### [Direction]
Rename "driftwood" to "fallen branch" throughout the listing below, and write out every line again with nothing else altered.

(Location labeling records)

--- BEGIN ---

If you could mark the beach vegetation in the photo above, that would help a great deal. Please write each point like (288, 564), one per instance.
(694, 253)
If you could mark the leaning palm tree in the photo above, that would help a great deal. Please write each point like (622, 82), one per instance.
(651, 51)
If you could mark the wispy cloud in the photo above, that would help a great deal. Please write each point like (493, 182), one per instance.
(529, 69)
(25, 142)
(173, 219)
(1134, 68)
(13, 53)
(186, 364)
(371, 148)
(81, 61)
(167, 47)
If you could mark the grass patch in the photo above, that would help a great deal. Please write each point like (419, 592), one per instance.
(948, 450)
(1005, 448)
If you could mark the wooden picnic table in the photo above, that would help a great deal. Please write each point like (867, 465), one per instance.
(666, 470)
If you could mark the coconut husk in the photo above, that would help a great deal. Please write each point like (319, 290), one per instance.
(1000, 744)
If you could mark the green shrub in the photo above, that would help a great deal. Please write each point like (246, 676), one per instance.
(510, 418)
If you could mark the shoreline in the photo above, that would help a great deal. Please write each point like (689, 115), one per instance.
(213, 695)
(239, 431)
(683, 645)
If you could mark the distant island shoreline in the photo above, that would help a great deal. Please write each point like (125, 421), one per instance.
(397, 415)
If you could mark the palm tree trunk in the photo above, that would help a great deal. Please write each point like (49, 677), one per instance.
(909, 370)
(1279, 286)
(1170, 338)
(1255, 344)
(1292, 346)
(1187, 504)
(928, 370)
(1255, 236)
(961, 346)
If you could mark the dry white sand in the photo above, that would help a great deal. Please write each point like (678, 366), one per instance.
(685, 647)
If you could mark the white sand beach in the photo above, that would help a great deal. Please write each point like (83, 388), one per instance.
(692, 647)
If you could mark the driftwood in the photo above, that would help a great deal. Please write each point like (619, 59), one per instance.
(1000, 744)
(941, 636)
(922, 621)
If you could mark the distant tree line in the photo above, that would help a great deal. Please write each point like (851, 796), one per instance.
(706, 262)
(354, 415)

--- END ---

### [Task result]
If you could mark the beach vegetation in the photo above, that would help a great deal. Please write each point like (288, 564), one per instance.
(694, 253)
If you could mark the leaning palm tree in the photo above, that would help a great deal. Please write each point like (622, 82), one per instance.
(651, 51)
If you could mark the wispy cloud in the photo above, that would help a great deal. Please write each point like (493, 182), one per instance.
(529, 69)
(25, 142)
(173, 219)
(1134, 68)
(13, 53)
(186, 364)
(371, 148)
(81, 61)
(167, 47)
If you could mark the grass patch in the photo above, that would help a great deal. Please write each point like (419, 592), one per instance.
(948, 450)
(1005, 448)
If you could mark the wooden picnic table in the photo above, that would help a great deal. Please write each point like (867, 465), one per instance.
(666, 470)
If you could mark the coconut husk in the photo above, that would help a great deal. Please write each point like (319, 290), one per instance.
(1000, 744)
If you could mark the green shrub in the photo above, that would help a great deal. Please write each point like (246, 676), one per instance.
(510, 418)
If you could mark the shoreline in the photo above, that would help a great deal. Please write each point like (689, 115), one per instance.
(213, 695)
(239, 431)
(683, 645)
If you could mark the distant island shoreline in the photo above, that would help a great deal. Please write each point like (125, 421), one per instance.
(397, 415)
If you could mark the palm tree trunk in the photo above, that would help a great deal. Please write each point like (49, 677), one per instance.
(909, 370)
(1279, 286)
(1170, 338)
(1255, 344)
(1292, 346)
(1187, 504)
(928, 370)
(1255, 236)
(961, 346)
If you could mark the dry white sand in the photo above, that would help a great deal. Please write each point like (678, 366), one per instance.
(685, 647)
If you could mark the white sand beach in the photo above, that would help a great deal. Please write each point like (83, 388), one per instance.
(692, 647)
If you could mark the fallen branch in the photo above, that would help a great deal. Please write each point like (619, 59), one per instance.
(1000, 744)
(941, 636)
(922, 621)
If you could mark the distant tree line in the photo above, that would help a great deal. Please write each point like (851, 796), one per instance.
(706, 262)
(354, 415)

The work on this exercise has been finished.